CUDA out of memory.

Open TreasureHunter opened this issue 7 months ago • 0 comments

非常出色的工作！您在文中4.1.4章节提到实验GPU配置是一张RTX 4090 24GB，我使用llama3.1测试longbench，在最开始的narrativeqa任务就出现OOM问题。您提供的run_llama.sh文件中device设置为0和1，我只设置了device为0，在单张4090进行实验，其他设置均和sh文件保持一致。

Traceback (most recent call last):
  File "/root/PQCache/vq_pred.py", line 463, in <module>
    get_pred(args, model, tokenizer, 0, world_size, data_all, max_length, max_gen,
  File "/root/PQCache/vq_pred.py", line 178, in get_pred
    output = model.generate(
  File "/root/miniconda3/envs/pqcache/lib/python3.10/site-packages/torch/utils/_contextlib.py", line 115, in decorate_context
    return func(*args, **kwargs)
  File "/root/miniconda3/envs/pqcache/lib/python3.10/site-packages/transformers/generation/utils.py", line 1989, in generate
    result = self._sample(
  File "/root/miniconda3/envs/pqcache/lib/python3.10/site-packages/transformers/generation/utils.py", line 2932, in _sample
    outputs = self(**model_inputs, return_dict=True)

=====

任务要求 — 请从这篇关于CUDA显存不足的问题帖最后一行之后接着续写。

=====

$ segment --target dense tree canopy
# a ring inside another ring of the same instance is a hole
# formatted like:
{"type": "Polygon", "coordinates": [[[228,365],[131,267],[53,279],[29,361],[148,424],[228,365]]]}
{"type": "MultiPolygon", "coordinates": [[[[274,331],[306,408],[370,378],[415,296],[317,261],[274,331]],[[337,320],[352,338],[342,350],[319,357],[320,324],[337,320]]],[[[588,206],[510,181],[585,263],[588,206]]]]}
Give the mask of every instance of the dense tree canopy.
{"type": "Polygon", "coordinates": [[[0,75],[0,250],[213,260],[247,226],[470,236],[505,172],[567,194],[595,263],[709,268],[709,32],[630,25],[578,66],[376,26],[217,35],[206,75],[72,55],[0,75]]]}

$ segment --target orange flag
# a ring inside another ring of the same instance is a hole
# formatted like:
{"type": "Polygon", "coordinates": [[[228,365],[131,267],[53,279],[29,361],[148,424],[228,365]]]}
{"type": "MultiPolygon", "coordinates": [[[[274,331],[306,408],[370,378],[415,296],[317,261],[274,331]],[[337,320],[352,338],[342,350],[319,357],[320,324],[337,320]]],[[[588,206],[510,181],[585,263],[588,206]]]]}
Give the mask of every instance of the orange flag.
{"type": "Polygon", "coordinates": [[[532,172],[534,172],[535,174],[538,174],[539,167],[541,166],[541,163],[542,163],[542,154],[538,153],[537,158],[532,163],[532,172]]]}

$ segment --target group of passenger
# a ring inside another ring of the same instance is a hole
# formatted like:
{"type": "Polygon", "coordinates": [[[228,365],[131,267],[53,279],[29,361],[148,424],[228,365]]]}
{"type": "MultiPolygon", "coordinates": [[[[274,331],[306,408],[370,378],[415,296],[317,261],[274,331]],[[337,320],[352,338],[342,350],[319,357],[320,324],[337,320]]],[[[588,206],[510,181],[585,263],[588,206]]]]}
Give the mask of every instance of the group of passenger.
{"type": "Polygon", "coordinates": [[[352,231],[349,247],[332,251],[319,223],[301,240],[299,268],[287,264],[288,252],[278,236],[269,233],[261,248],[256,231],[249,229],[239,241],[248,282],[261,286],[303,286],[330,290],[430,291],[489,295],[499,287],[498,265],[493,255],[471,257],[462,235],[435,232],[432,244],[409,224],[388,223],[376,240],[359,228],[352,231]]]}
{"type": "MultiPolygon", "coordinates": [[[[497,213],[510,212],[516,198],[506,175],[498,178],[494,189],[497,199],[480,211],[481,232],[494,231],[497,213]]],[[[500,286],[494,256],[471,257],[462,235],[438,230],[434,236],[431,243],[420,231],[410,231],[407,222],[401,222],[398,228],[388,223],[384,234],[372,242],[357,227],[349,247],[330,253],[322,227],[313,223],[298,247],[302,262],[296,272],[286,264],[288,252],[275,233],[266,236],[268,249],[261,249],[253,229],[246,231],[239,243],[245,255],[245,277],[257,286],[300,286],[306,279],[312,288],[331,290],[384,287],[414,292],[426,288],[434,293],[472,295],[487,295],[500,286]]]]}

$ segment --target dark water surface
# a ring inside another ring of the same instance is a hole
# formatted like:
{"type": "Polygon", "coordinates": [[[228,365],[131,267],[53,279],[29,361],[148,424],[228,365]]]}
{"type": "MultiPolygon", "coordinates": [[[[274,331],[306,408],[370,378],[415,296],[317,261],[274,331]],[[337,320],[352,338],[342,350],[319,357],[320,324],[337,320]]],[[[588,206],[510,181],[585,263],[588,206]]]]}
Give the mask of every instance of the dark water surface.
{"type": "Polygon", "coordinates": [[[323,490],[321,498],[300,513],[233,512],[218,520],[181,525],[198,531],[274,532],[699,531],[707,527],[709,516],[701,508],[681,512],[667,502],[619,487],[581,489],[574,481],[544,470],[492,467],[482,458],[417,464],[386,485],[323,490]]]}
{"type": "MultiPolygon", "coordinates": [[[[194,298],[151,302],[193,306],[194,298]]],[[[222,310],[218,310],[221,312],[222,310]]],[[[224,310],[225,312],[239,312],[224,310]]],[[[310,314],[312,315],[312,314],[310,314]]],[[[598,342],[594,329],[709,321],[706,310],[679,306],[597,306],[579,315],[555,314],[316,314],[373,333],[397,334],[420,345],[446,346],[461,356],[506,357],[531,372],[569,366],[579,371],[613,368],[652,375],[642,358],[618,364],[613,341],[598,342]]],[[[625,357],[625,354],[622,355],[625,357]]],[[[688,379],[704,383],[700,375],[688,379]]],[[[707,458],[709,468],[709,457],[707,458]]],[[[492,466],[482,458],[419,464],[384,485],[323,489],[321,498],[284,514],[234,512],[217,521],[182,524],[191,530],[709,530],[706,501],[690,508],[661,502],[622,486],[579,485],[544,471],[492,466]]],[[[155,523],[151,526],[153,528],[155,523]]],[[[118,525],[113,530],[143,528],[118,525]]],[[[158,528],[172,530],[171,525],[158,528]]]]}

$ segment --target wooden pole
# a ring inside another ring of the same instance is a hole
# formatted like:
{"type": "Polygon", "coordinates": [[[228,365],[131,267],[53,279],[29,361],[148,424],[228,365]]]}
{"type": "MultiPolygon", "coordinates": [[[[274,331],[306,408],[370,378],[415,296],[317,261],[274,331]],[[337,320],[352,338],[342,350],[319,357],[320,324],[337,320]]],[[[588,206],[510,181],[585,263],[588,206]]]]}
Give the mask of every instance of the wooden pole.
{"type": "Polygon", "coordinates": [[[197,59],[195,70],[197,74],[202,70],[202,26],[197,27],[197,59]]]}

=====

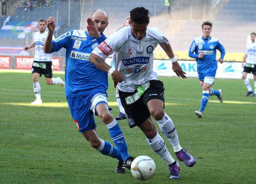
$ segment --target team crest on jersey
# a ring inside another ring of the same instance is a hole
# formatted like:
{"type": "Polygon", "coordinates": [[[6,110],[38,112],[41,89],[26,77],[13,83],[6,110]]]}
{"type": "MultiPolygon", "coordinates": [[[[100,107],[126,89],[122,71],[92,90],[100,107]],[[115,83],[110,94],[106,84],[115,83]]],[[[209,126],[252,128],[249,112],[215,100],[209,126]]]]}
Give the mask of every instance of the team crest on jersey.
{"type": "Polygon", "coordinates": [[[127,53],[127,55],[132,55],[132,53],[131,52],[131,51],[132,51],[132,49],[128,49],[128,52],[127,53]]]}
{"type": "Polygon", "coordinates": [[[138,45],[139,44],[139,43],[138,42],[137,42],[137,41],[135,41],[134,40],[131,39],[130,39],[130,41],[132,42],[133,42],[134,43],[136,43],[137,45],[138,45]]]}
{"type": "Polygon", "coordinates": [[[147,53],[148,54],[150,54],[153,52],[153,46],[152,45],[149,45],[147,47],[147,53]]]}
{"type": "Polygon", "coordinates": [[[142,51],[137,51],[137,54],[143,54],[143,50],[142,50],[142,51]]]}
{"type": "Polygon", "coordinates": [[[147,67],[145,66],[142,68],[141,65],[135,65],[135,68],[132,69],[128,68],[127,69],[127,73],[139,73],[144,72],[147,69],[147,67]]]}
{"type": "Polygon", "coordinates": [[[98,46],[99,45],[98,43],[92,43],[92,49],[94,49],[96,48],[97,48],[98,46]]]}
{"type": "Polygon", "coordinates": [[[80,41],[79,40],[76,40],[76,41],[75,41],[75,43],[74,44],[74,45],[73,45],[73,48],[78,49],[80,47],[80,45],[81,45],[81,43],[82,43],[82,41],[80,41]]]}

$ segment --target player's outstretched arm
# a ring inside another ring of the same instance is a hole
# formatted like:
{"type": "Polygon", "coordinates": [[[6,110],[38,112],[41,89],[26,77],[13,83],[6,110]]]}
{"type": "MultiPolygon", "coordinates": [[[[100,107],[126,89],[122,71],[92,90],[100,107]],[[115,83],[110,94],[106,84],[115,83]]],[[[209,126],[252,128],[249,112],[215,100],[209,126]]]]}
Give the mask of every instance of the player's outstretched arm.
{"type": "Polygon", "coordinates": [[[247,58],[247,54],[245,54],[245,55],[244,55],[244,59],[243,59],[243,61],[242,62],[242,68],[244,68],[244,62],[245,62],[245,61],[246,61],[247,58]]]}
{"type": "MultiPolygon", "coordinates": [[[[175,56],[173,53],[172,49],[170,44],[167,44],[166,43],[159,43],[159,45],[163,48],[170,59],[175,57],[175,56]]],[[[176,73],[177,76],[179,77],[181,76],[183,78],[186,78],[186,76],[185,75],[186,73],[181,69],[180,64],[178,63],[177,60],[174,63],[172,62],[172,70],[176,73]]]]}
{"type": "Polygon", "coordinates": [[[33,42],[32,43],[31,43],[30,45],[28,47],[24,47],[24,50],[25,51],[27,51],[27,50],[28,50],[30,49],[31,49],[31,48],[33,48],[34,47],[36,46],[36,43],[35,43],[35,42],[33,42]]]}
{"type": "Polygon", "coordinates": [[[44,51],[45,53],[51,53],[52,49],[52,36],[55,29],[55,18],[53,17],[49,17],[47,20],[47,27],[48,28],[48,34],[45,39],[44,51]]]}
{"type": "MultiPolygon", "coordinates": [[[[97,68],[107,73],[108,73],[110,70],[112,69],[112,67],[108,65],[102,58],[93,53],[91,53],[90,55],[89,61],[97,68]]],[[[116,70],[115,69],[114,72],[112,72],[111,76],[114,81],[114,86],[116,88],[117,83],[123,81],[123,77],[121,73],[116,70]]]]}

=====

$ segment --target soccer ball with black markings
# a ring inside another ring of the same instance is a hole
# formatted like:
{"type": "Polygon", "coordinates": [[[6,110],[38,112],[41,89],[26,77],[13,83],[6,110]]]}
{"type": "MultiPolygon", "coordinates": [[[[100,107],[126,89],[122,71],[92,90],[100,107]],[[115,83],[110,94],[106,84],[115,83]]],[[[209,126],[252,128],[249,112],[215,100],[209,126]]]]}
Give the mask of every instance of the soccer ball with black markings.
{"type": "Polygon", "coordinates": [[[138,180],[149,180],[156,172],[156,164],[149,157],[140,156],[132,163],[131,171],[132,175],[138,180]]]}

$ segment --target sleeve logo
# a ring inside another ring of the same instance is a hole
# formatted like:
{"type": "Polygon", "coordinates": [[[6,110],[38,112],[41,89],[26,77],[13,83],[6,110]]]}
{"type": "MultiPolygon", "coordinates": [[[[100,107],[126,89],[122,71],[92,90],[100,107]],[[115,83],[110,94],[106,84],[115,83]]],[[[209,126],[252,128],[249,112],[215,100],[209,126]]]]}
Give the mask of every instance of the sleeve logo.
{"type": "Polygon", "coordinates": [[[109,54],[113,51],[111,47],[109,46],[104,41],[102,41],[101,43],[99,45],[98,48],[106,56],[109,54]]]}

=====

练习答案 —
  File "/root/miniconda3/envs/pqcache/lib/python3.10/site-packages/torch/nn/modules/module.py", line 1518, in _wrapped_call_impl
    return self._call_impl(*args, **kwargs)
  File "/root/miniconda3/envs/pqcache/lib/python3.10/site-packages/torch/nn/modules/module.py", line 1527, in _call_impl
    return forward_call(*args, **kwargs)
  File "/root/PQCache/vq_method/llama31_patch.py", line 461, in forward
    outputs = self.model(
  File "/root/miniconda3/envs/pqcache/lib/python3.10/site-packages/torch/nn/modules/module.py", line 1518, in _wrapped_call_impl
    return self._call_impl(*args, **kwargs)
  File "/root/miniconda3/envs/pqcache/lib/python3.10/site-packages/torch/nn/modules/module.py", line 1527, in _call_impl
    return forward_call(*args, **kwargs)
  File "/root/PQCache/vq_method/llama31_patch.py", line 312, in forward
    layer_outputs = decoder_layer(
  File "/root/miniconda3/envs/pqcache/lib/python3.10/site-packages/torch/nn/modules/module.py", line 1518, in _wrapped_call_impl
    return self._call_impl(*args, **kwargs)
  File "/root/miniconda3/envs/pqcache/lib/python3.10/site-packages/torch/nn/modules/module.py", line 1527, in _call_impl
    return forward_call(*args, **kwargs)
  File "/root/miniconda3/envs/pqcache/lib/python3.10/site-packages/transformers/models/llama/modeling_llama.py", line 693, in forward
    hidden_states = self.mlp(hidden_states)
  File "/root/miniconda3/envs/pqcache/lib/python3.10/site-packages/torch/nn/modules/module.py", line 1518, in _wrapped_call_impl
    return self._call_impl(*args, **kwargs)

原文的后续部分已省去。